> [WHAT YOU SHOULD DO] Repeat the rows below word for word, beginning at the line that contains "Look at the photo above. For every instance of the pallet" and continuing through the final row.

> [RECORDS SHOWN]
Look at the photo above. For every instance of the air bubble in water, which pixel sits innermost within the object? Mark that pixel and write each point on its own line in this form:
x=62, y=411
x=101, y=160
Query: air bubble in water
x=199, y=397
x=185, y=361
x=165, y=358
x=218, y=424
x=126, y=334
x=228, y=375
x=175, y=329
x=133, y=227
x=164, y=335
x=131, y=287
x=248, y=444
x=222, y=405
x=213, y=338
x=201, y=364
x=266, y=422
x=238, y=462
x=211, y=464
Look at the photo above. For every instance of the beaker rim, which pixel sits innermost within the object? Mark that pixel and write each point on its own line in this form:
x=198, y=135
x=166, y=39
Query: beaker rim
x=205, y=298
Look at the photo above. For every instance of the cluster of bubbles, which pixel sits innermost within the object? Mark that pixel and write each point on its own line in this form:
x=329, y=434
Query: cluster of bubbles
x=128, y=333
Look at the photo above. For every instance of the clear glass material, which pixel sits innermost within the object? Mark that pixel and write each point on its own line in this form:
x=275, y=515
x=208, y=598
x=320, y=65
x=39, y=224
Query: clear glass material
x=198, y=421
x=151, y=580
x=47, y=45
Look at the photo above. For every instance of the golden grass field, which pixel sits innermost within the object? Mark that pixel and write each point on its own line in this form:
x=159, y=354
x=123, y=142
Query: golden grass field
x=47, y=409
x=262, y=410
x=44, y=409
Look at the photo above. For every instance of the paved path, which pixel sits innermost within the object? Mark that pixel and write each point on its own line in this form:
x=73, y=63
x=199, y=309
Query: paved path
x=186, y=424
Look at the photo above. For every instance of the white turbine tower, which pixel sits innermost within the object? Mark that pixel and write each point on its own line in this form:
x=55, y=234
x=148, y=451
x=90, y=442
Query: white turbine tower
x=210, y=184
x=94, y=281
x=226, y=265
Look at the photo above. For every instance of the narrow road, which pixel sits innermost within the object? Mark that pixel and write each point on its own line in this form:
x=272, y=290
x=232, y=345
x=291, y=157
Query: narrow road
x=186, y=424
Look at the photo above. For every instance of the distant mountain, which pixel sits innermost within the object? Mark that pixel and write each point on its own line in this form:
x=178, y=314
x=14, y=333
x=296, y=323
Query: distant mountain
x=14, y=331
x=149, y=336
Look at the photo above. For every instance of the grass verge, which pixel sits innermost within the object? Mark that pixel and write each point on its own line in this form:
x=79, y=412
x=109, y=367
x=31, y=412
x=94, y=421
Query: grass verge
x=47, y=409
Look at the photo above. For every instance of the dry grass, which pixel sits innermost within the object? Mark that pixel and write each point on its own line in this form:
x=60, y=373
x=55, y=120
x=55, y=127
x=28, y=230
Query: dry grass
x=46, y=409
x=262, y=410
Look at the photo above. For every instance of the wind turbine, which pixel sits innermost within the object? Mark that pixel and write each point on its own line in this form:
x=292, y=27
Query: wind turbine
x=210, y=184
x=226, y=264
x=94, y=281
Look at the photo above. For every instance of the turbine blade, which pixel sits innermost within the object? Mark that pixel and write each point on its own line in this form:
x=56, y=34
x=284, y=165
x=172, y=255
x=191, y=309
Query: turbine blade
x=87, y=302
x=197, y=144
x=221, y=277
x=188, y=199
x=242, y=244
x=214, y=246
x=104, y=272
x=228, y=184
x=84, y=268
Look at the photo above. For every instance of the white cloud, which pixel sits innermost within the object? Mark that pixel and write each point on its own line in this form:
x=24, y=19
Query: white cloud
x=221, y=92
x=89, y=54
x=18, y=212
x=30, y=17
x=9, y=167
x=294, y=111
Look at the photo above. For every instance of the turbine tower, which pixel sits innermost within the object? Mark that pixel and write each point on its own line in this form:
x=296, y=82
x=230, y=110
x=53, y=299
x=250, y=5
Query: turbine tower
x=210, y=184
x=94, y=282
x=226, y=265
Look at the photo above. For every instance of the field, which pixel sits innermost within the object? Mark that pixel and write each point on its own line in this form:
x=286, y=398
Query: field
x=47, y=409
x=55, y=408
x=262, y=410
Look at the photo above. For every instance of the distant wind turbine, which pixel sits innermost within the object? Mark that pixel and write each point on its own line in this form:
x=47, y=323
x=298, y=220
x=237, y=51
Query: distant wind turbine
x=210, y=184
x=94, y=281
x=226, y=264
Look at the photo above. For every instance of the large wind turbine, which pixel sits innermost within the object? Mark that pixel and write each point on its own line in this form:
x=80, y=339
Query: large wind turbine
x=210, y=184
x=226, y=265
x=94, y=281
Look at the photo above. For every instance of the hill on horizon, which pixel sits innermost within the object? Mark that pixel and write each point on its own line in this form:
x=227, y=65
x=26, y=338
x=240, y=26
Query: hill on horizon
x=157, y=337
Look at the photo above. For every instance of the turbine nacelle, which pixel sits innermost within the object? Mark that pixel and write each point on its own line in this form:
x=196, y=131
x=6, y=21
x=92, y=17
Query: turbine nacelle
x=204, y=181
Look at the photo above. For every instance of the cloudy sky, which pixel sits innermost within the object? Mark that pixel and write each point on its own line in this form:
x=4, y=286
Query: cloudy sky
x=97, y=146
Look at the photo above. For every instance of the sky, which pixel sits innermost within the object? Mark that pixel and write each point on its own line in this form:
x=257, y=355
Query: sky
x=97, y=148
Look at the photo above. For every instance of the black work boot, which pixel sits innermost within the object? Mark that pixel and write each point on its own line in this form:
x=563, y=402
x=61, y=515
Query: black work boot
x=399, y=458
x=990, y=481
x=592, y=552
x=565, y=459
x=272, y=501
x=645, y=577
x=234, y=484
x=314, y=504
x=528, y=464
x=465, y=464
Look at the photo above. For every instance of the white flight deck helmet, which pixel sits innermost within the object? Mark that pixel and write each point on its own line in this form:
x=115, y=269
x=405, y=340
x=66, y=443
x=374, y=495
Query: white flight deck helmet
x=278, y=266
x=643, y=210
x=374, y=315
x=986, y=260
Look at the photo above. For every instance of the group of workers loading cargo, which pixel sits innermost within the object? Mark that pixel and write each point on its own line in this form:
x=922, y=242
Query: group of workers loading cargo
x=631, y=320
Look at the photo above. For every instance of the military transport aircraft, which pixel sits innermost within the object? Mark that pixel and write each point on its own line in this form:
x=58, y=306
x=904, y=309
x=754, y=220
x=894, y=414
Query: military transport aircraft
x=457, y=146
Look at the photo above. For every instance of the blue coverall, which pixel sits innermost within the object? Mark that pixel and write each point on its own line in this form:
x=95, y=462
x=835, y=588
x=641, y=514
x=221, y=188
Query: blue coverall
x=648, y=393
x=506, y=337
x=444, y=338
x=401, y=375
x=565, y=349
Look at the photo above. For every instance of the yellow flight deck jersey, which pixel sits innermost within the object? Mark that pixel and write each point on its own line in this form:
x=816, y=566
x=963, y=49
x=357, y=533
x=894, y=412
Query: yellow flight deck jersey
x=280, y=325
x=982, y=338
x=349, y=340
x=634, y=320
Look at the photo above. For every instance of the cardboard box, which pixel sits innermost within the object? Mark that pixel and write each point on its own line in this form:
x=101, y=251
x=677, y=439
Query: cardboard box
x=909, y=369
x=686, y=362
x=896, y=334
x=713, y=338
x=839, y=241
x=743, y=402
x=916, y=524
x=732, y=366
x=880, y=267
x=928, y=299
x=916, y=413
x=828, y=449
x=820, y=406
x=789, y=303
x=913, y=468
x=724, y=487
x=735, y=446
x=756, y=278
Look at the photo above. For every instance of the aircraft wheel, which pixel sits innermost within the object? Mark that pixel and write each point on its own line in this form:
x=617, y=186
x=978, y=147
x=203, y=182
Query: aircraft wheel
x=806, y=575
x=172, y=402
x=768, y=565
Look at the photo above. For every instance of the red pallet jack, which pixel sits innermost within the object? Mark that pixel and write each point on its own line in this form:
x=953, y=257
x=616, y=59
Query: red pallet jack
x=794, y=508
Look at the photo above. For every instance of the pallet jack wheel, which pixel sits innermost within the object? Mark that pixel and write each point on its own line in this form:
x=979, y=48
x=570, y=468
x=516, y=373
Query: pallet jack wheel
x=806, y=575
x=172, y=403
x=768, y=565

> [TASK OUTPUT]
Look at the photo above. For every instance of the pallet jack wheel, which pixel sits innermost within the object? Mark that pixel and write each point on its own line in this form:
x=979, y=48
x=570, y=468
x=516, y=373
Query: pallet jack wheel
x=806, y=575
x=172, y=403
x=768, y=565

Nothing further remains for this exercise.